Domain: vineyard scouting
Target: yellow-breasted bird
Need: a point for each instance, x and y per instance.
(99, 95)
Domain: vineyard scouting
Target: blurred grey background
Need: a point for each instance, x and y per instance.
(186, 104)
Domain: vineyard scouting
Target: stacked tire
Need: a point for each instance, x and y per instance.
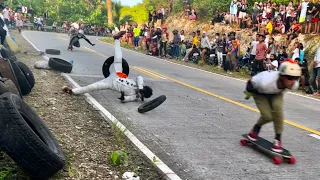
(23, 134)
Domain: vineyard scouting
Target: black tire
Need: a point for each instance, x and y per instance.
(5, 53)
(6, 85)
(107, 64)
(148, 106)
(53, 51)
(60, 65)
(27, 73)
(22, 80)
(27, 140)
(13, 58)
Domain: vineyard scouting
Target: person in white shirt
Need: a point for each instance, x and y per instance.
(130, 89)
(316, 73)
(267, 89)
(6, 15)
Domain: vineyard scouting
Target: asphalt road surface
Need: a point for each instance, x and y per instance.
(196, 131)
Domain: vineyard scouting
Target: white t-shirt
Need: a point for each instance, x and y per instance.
(317, 57)
(266, 82)
(254, 47)
(295, 54)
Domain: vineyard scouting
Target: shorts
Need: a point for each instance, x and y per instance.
(232, 58)
(19, 23)
(302, 19)
(309, 18)
(242, 14)
(314, 20)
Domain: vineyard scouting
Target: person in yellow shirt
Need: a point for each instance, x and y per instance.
(269, 26)
(136, 34)
(195, 45)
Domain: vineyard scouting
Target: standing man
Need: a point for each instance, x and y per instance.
(267, 89)
(316, 73)
(136, 34)
(232, 48)
(261, 54)
(19, 23)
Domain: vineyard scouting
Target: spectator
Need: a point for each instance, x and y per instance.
(205, 46)
(261, 52)
(195, 45)
(176, 42)
(164, 39)
(193, 15)
(232, 48)
(316, 73)
(219, 49)
(136, 34)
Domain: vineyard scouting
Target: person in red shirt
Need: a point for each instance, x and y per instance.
(261, 54)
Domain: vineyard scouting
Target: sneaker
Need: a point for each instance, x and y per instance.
(317, 94)
(253, 136)
(277, 146)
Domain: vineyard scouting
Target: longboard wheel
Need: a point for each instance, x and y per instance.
(243, 142)
(276, 160)
(292, 160)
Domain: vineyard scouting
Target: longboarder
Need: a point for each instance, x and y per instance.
(130, 89)
(267, 89)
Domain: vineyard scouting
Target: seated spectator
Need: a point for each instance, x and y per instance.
(271, 64)
(193, 15)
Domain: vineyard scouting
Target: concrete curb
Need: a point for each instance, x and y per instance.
(168, 173)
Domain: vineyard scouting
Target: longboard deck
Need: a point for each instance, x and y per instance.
(266, 146)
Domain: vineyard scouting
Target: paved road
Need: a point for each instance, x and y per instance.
(196, 132)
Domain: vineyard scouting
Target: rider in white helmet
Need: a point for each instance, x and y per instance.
(267, 89)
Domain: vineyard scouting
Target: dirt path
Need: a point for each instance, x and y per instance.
(86, 138)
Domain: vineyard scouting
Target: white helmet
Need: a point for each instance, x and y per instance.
(290, 68)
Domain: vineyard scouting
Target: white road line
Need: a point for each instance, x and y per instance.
(168, 173)
(242, 80)
(83, 75)
(105, 113)
(315, 136)
(149, 72)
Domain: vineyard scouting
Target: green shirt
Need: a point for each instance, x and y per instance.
(136, 32)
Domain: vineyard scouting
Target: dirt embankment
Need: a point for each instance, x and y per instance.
(85, 137)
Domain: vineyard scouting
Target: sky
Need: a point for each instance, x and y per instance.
(130, 2)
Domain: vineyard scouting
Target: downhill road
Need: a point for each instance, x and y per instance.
(196, 131)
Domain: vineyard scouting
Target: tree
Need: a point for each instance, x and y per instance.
(109, 6)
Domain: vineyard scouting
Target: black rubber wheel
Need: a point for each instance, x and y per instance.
(27, 73)
(13, 58)
(27, 140)
(53, 51)
(6, 85)
(107, 64)
(5, 53)
(60, 65)
(148, 106)
(25, 87)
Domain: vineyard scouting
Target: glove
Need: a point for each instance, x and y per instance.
(122, 96)
(248, 95)
(141, 94)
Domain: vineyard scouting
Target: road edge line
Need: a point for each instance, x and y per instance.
(242, 80)
(109, 117)
(168, 173)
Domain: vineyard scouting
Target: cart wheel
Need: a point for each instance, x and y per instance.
(277, 160)
(243, 142)
(292, 160)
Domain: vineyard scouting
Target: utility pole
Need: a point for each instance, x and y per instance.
(109, 6)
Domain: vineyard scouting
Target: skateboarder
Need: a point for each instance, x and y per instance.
(130, 89)
(74, 40)
(267, 89)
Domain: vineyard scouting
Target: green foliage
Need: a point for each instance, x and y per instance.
(118, 158)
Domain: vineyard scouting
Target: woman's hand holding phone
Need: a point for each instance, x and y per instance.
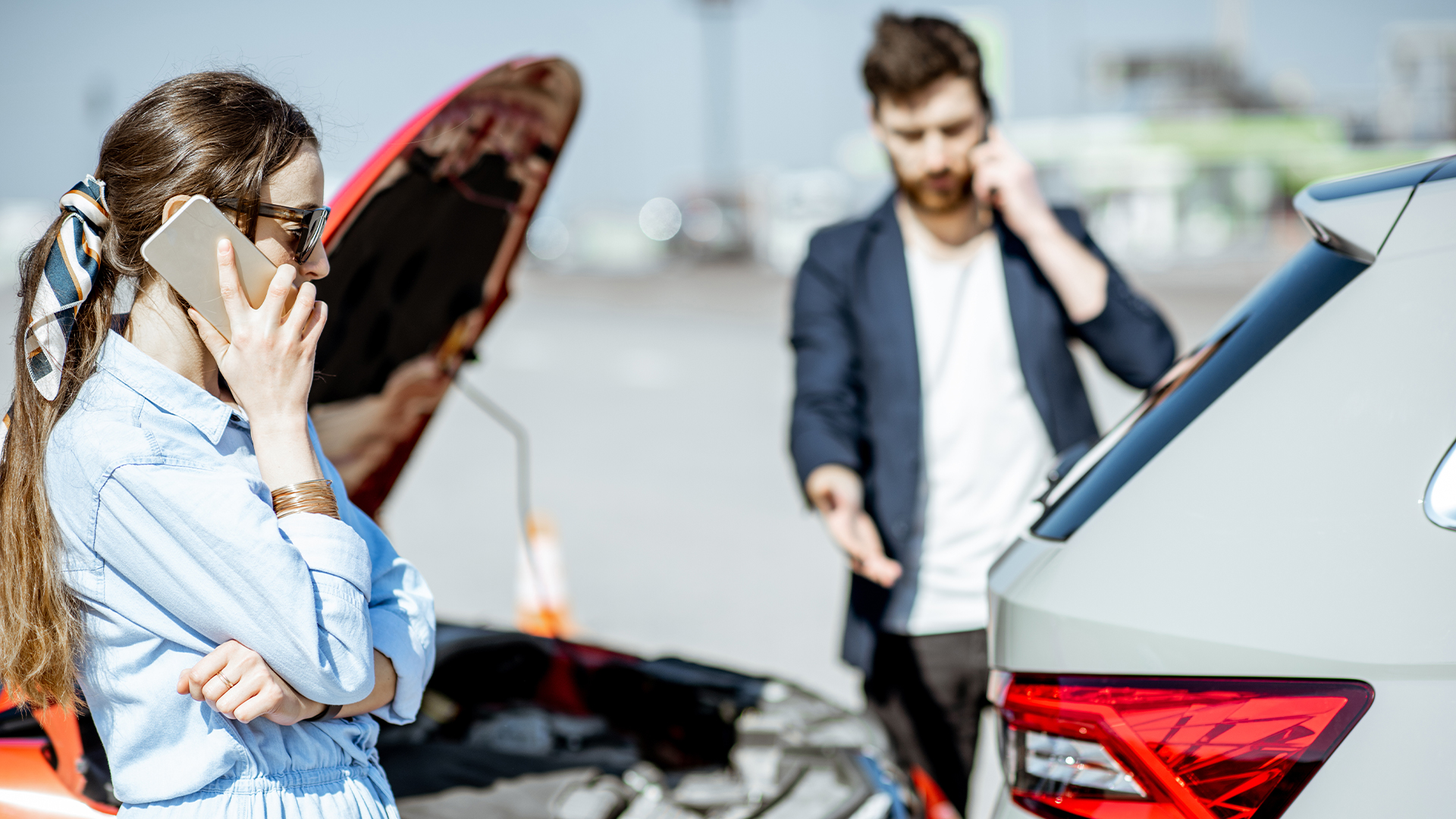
(268, 366)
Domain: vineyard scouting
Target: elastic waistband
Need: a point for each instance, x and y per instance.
(289, 780)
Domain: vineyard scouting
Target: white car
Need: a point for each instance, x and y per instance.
(1242, 601)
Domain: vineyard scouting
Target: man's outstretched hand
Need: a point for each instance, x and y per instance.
(839, 494)
(1008, 183)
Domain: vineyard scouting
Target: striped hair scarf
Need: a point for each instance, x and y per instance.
(71, 270)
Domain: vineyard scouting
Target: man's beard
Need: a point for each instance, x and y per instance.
(930, 200)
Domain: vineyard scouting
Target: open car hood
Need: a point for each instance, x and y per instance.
(421, 242)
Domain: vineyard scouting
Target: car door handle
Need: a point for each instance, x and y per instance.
(1440, 493)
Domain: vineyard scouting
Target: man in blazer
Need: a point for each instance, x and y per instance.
(935, 387)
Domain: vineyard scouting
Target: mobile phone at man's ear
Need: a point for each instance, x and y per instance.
(184, 253)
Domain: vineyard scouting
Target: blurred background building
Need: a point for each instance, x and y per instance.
(645, 343)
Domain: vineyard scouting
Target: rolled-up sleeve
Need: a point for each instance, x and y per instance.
(400, 610)
(206, 547)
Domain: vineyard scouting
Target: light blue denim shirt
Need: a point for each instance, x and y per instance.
(172, 545)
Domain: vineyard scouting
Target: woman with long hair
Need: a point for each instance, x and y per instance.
(171, 535)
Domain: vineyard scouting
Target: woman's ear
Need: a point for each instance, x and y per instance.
(172, 206)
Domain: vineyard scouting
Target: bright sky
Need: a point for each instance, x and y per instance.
(363, 67)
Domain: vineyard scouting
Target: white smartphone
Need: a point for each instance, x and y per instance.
(184, 251)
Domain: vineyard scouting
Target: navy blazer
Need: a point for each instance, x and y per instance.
(858, 373)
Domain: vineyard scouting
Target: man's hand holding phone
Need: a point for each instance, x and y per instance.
(839, 493)
(1006, 181)
(1003, 180)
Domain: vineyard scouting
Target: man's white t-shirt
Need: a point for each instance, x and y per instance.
(986, 449)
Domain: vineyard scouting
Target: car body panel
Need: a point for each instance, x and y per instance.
(1282, 532)
(1363, 221)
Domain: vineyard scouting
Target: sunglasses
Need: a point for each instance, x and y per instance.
(305, 240)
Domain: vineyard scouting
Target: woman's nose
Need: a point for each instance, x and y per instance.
(318, 264)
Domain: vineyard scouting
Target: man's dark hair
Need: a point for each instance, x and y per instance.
(912, 53)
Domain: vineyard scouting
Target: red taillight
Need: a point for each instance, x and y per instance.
(1168, 748)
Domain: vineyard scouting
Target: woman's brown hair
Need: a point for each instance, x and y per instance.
(213, 133)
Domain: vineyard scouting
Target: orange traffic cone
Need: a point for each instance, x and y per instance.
(930, 796)
(542, 607)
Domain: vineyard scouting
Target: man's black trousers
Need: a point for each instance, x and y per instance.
(929, 691)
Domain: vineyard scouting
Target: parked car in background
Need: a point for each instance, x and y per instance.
(1238, 604)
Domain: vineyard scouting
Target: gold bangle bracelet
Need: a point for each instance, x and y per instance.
(306, 496)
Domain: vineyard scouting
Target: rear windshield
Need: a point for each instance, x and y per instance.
(1270, 314)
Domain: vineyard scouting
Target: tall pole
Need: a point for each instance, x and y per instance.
(720, 149)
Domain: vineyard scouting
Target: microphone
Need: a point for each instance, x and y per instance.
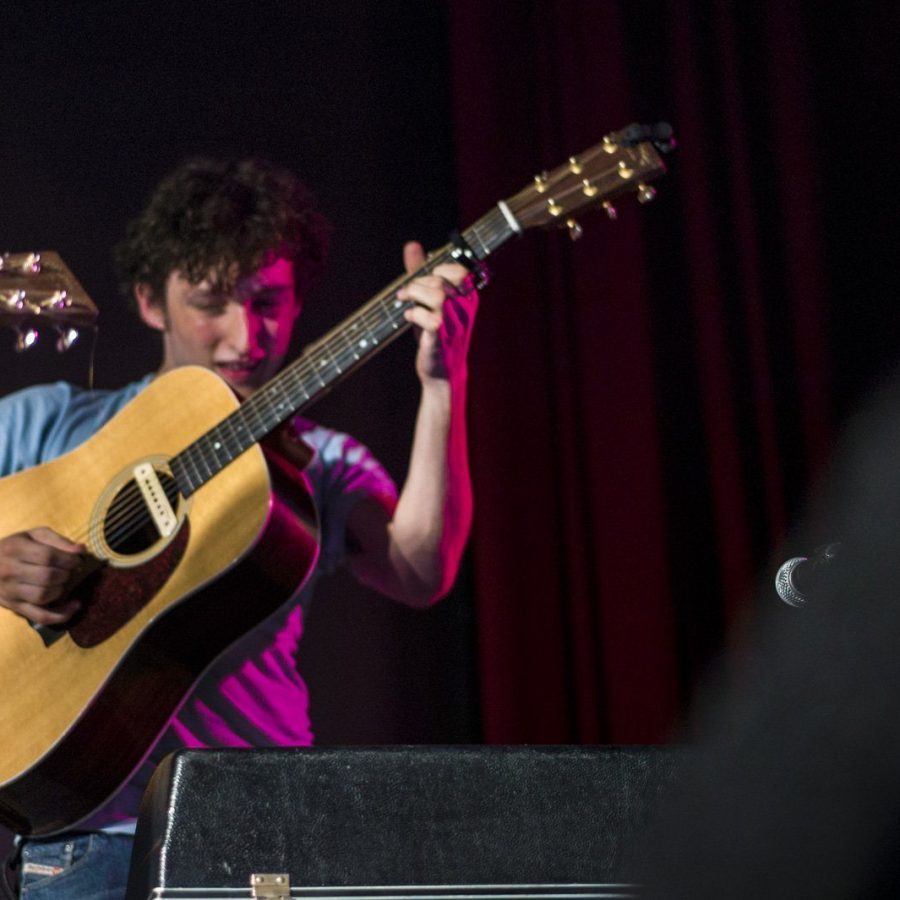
(799, 577)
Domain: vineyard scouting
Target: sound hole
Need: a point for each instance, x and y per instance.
(128, 527)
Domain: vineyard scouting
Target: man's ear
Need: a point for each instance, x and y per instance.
(151, 310)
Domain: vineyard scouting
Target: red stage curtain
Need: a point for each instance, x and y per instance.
(649, 404)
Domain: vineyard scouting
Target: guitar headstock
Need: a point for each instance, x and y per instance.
(38, 290)
(624, 161)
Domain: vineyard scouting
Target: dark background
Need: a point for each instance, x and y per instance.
(651, 409)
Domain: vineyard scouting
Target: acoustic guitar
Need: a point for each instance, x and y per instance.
(198, 527)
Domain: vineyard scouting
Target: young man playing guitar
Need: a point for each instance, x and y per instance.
(219, 264)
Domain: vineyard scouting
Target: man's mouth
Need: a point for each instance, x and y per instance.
(238, 369)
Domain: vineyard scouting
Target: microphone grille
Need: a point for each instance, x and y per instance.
(785, 586)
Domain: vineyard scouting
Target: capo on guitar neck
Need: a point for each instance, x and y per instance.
(463, 253)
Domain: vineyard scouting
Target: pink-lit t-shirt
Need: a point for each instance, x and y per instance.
(253, 695)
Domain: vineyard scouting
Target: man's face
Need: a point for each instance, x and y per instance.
(241, 333)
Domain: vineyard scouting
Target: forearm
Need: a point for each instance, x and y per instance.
(431, 523)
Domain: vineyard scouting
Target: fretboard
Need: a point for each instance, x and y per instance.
(323, 364)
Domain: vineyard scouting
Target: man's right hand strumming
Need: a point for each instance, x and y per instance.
(36, 569)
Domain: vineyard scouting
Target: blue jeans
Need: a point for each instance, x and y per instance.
(91, 866)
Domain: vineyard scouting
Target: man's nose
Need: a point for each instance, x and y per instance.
(244, 328)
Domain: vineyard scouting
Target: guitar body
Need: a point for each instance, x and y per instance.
(81, 709)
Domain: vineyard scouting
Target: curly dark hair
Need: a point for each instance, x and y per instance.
(210, 214)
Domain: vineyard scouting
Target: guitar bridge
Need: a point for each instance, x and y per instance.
(157, 502)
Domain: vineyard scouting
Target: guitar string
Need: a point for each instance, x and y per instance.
(132, 515)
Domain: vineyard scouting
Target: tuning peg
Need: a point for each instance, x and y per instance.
(575, 230)
(646, 192)
(25, 339)
(67, 337)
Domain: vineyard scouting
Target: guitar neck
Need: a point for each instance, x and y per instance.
(326, 362)
(623, 160)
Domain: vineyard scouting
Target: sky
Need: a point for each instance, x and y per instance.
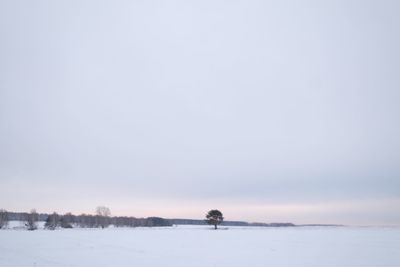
(271, 111)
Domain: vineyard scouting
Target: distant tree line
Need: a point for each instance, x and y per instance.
(101, 219)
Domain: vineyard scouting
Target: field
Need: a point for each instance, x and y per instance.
(202, 246)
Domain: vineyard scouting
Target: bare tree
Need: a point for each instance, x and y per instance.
(53, 220)
(67, 220)
(31, 220)
(3, 218)
(103, 216)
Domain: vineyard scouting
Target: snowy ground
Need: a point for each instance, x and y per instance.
(201, 246)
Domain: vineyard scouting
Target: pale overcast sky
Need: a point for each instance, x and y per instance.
(267, 110)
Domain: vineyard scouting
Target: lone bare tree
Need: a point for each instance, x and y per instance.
(214, 217)
(103, 216)
(3, 218)
(31, 220)
(52, 221)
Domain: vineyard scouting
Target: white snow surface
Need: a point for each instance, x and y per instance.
(202, 246)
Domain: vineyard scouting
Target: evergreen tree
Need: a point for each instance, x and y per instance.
(214, 217)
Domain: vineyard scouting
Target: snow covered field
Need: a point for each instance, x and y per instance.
(201, 246)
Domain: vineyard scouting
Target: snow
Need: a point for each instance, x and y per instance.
(202, 246)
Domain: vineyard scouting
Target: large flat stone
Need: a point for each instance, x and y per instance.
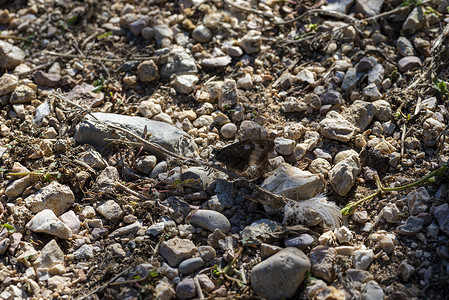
(91, 131)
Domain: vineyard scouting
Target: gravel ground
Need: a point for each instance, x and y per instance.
(224, 149)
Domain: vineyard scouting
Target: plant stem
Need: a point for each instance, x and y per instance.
(351, 207)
····················
For this exercise, return exactly the lines above from the line with "Target: woman's brown hair" through the line with "Target: sound hole", both included. Do not copy the pictures.

Target: woman's brown hair
Need: a point for each instance, x and y per instance.
(213, 133)
Domain: vineyard scouting
Target: orange traffic cone
Need: a point for each instance, x and y per instance.
(930, 796)
(542, 607)
Domain: vineyard scouting
Target: man's black trousers
Need: a point for each instance, x and y per instance.
(929, 691)
Domain: vineyard scouting
Target: parked car in background
Need: a point for each instance, x and y per instance.
(1238, 604)
Domain: vineyard scouting
Target: gold bangle bracelet
Need: a point for each instance, x and y per instance.
(306, 496)
Domain: vineyard scouting
Target: rear windshield
Need: a point for each instance, x and y per instance.
(1270, 314)
Domain: vineyard scouting
Target: tall pole
Need: a point for each instance, x and y per instance.
(720, 149)
Domain: vineyard scouting
Target: microphone
Need: a point for each instance, x and y per instance.
(799, 577)
Domain: vineyard scouting
Target: sound hole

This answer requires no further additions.